Dividends, Liquidity and Capital Resources
The Company's ability to generate significant cash flows from its ongoing operating activities is one of our fundamental financial strengths. Our principal sources of liquidity are the cash flows provided by our operating activities, our commercial banking credit facility, and cash and cash equivalents on hand. Due to the effect of temporary or timing differences resulting from the differing treatment of items for tax and accounting purposes and minimum alternative tax obligations in the U.S. and India, future income tax expense is expected to exceed cash outlays for income taxes. We intend to utilize cash flows generated by our operations, in combination with our bank credit facility, and the possible issuance of additional equity or debt securities, to fund capital expenditures and organic growth initiatives, to make strategic business acquisitions in the insurance and financial services sector, and to repurchase shares of our common stock as market conditions warrant.

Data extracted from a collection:
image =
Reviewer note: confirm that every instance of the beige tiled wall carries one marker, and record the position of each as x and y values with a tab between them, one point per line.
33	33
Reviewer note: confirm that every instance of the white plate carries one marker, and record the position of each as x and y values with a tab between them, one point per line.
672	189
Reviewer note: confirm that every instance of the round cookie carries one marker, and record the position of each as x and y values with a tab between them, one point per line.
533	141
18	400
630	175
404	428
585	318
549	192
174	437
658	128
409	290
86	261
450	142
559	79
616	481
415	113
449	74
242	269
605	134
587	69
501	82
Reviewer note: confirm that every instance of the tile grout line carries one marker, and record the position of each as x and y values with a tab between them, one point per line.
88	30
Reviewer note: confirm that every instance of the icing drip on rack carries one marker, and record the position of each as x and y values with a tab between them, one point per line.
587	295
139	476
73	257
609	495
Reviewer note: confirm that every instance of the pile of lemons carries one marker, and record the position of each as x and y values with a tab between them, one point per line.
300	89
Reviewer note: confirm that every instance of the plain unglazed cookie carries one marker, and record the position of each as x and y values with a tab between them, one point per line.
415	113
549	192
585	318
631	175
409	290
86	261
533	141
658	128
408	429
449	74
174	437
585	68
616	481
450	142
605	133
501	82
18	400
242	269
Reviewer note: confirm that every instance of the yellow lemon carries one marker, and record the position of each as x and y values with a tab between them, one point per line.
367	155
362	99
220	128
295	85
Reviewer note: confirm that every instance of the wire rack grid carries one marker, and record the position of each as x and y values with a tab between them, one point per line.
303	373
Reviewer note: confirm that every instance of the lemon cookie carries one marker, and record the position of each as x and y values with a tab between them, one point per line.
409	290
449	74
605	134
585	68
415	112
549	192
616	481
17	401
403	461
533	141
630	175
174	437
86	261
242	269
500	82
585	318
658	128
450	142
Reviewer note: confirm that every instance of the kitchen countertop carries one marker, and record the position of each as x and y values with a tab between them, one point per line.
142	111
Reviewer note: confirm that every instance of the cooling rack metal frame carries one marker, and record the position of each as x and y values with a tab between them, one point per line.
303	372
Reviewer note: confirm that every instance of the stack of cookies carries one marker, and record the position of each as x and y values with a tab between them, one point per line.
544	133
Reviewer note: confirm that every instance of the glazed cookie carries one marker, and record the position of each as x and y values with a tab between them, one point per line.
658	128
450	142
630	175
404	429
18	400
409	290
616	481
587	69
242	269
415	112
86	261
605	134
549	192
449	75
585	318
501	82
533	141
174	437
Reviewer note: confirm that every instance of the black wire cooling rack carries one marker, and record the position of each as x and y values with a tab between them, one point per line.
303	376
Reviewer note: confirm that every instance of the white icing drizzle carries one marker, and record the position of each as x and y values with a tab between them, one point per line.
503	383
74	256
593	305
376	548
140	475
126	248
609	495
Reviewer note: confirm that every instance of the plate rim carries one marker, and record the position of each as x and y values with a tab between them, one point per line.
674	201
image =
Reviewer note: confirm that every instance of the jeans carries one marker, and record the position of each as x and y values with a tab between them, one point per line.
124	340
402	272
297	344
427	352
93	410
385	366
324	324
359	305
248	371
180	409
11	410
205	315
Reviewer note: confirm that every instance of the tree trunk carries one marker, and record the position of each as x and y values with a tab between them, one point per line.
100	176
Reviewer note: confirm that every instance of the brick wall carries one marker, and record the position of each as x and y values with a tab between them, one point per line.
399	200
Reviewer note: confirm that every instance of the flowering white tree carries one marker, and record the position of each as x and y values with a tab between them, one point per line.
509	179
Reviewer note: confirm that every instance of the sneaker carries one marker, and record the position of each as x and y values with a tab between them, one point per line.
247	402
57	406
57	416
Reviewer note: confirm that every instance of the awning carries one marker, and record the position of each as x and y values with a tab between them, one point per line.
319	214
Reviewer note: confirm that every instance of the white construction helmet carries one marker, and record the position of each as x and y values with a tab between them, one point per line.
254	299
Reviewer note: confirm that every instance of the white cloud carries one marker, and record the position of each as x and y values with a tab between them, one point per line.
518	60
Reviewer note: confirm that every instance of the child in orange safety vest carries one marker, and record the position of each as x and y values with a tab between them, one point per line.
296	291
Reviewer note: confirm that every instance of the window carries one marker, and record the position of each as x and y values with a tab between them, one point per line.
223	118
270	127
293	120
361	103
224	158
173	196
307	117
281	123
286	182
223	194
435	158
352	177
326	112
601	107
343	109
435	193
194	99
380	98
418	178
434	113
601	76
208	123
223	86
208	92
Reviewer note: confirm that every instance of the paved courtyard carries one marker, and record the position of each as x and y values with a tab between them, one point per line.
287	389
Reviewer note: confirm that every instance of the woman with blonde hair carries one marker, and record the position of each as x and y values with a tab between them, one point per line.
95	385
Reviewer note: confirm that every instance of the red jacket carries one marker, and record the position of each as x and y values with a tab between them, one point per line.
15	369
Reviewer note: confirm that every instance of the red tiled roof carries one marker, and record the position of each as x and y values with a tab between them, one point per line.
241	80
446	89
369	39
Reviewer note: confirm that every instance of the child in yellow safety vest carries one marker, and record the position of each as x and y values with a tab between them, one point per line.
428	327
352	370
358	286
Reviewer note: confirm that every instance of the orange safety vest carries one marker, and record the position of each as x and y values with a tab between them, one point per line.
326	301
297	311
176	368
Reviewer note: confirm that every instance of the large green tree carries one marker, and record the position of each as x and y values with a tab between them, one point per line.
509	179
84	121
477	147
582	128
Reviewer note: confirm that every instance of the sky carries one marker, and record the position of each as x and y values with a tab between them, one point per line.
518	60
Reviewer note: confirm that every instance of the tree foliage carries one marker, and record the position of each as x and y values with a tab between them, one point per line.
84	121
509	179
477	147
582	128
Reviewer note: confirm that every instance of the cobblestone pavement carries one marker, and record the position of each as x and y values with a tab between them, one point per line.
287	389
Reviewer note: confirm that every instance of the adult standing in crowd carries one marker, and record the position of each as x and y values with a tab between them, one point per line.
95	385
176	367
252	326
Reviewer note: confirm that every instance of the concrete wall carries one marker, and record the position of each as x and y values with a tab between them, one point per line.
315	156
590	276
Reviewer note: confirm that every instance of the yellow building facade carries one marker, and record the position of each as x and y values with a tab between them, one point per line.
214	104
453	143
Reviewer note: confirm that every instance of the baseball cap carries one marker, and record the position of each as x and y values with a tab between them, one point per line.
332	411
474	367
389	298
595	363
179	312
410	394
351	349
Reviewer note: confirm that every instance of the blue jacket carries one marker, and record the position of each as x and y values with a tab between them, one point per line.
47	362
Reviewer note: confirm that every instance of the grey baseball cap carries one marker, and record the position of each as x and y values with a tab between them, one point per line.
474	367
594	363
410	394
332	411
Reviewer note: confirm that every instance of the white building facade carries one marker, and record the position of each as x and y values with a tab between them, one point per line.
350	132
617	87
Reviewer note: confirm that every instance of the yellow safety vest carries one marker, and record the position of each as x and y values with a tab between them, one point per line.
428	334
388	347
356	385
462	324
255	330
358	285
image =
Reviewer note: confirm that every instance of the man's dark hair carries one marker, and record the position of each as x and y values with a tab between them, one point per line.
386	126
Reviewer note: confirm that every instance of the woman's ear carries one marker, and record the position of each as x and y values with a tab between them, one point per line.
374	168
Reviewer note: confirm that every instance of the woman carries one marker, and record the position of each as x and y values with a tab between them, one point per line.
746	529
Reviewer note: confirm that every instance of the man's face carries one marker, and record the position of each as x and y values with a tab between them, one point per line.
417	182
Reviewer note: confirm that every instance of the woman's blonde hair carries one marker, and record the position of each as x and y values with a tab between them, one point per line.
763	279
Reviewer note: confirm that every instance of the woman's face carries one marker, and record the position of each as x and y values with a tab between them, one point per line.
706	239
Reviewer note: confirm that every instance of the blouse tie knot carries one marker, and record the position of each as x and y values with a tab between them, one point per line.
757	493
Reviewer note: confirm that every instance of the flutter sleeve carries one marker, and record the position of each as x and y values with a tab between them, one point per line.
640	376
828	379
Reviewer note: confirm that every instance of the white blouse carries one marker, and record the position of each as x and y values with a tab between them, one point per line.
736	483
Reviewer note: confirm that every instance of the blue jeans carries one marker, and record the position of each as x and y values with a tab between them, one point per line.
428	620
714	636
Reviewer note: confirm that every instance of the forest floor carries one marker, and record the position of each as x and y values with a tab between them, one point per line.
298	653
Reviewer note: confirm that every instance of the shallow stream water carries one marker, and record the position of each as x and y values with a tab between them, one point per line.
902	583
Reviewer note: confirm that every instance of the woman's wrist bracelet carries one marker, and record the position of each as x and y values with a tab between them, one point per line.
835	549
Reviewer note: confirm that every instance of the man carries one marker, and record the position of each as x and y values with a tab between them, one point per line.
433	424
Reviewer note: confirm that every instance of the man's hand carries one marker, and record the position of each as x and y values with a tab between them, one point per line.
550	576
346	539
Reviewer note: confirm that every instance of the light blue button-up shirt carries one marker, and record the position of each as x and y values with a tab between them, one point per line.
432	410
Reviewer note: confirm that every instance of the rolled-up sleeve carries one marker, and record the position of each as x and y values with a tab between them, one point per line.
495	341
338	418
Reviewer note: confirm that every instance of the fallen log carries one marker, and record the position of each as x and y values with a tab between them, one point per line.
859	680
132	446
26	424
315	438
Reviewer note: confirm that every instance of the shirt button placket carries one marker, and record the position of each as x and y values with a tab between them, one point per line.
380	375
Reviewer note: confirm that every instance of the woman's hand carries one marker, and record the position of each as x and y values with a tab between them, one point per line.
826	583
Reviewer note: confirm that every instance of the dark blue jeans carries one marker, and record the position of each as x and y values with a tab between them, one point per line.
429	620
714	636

_Set tasks_.
(1) Answer these from the passage on liquidity and capital resources:
(a) What are the company's principal sources of liquidity?
(b) In which two countries does the passage mention minimum alternative tax obligations?
(c) In what sector does the company intend to make strategic business acquisitions?
(2) Write what comes next in the passage on liquidity and capital resources, picking up after its final sentence.

_Exercise results_.
(1)
(a) The cash flows provided by its operating activities, its commercial banking credit facility, and cash and cash equivalents on hand.
(b) The U.S. and India.
(c) The insurance and financial services sector.

(2)
The out option derivative instrument that was issued to the former shareholders of E-Z Data, Inc., acquired in October 2009, expires in November 2011. If exercised the put option would require the Company to repurchase the 1.49 million shares of Ebix common stock these individuals received as part of their purchase consideration, back to the Company at a price of $15.11 per share, or $22.5 million in the aggregate. While we do not believe that the Company's stock price will decrease to $15.11 or below, as there can be no assurances as to future stock prices. However, in any event the Company will be able to satisfy this potential share repurchase obligation with our available cash balances and the cash being generated by our recurring operating activities.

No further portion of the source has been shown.